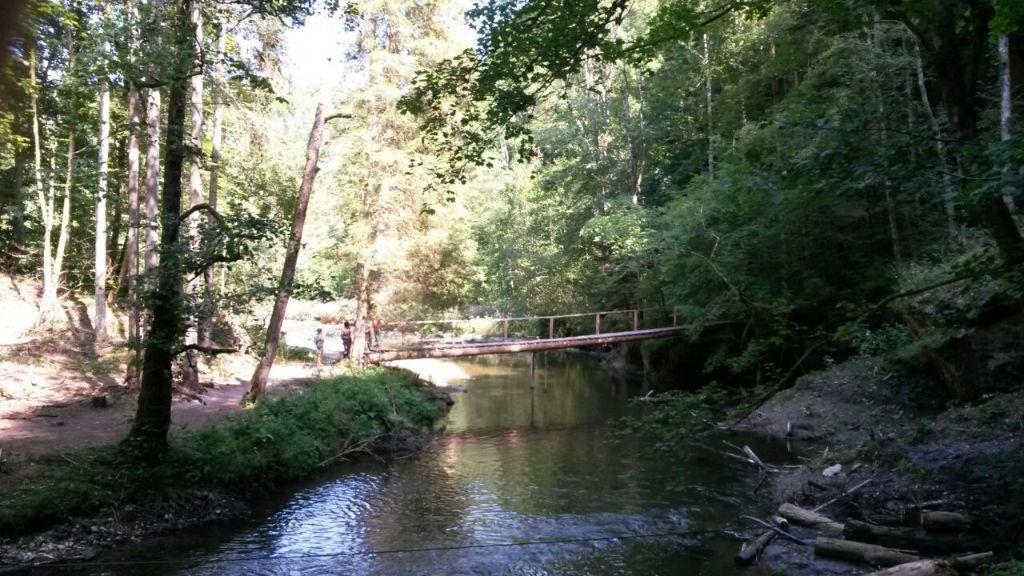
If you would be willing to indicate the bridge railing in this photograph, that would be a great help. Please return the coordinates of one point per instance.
(546, 326)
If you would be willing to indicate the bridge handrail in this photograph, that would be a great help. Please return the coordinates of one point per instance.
(520, 318)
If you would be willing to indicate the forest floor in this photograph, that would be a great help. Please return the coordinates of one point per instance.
(56, 398)
(882, 425)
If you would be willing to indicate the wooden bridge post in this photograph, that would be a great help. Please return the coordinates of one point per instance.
(532, 386)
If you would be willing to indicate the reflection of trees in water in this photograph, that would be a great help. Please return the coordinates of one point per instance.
(570, 391)
(423, 501)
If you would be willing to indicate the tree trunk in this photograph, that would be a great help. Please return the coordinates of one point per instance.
(17, 211)
(131, 248)
(153, 417)
(258, 383)
(99, 317)
(961, 50)
(373, 207)
(884, 147)
(208, 274)
(65, 219)
(47, 306)
(1006, 113)
(189, 360)
(948, 189)
(361, 311)
(708, 94)
(152, 181)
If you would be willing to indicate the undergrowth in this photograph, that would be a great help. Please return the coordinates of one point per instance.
(282, 439)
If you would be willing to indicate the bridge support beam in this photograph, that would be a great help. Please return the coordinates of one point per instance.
(532, 387)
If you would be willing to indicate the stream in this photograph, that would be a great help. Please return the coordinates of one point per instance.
(519, 483)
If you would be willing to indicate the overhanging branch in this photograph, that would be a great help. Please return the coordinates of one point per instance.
(204, 207)
(205, 350)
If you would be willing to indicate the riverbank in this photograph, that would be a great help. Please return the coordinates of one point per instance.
(865, 420)
(68, 506)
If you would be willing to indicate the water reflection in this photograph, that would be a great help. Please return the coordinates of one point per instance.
(503, 479)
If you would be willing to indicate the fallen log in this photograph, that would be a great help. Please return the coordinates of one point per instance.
(751, 550)
(860, 551)
(810, 519)
(968, 563)
(843, 495)
(936, 521)
(919, 568)
(910, 537)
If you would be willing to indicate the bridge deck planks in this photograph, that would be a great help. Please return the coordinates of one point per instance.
(512, 346)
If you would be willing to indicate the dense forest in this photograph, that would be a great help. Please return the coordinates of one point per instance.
(792, 172)
(799, 182)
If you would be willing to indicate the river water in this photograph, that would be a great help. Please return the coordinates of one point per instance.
(520, 483)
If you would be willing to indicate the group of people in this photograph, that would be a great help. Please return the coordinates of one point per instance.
(346, 339)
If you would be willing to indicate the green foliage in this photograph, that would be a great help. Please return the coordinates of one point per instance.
(883, 340)
(678, 418)
(282, 439)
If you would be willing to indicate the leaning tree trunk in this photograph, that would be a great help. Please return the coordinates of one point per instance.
(152, 182)
(207, 331)
(258, 383)
(373, 208)
(99, 319)
(708, 96)
(1006, 113)
(189, 360)
(153, 417)
(47, 305)
(65, 218)
(131, 251)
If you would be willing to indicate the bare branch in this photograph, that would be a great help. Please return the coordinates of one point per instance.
(205, 350)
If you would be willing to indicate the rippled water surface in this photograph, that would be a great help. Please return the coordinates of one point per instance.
(520, 483)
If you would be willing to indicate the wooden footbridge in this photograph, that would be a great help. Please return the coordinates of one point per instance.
(635, 331)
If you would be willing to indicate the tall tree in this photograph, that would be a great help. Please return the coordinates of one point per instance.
(131, 251)
(257, 385)
(189, 360)
(1006, 109)
(153, 417)
(215, 140)
(152, 181)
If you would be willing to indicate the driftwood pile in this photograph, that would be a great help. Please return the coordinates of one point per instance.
(898, 549)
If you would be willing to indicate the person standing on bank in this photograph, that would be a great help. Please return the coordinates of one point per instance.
(318, 343)
(346, 339)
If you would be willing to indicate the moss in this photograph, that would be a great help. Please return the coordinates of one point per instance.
(281, 440)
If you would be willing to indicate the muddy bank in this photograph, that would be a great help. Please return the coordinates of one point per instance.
(79, 503)
(880, 424)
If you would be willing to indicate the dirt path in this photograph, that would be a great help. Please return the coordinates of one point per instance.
(52, 422)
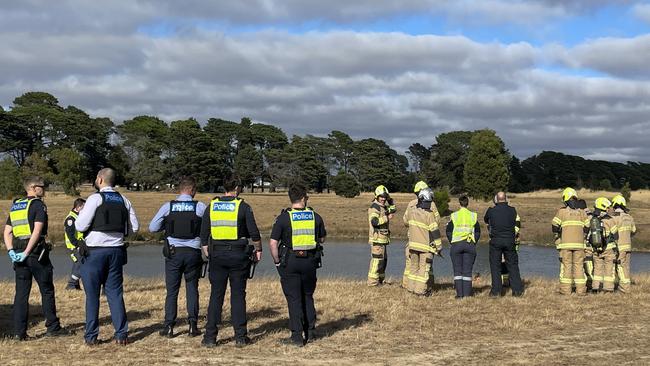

#### [Exercise requirements]
Please pick out each line in the listing above that contains the word "branch" and copy those lines.

#### [Exercise result]
If you would be willing to indicate the overhanging branch in this photograph, that would be a great help. Please return the coordinates of one point per instance.
If you would be willing to indicate the bare branch in this photograph, that would be a great help. Please return the coordinates of one point per instance.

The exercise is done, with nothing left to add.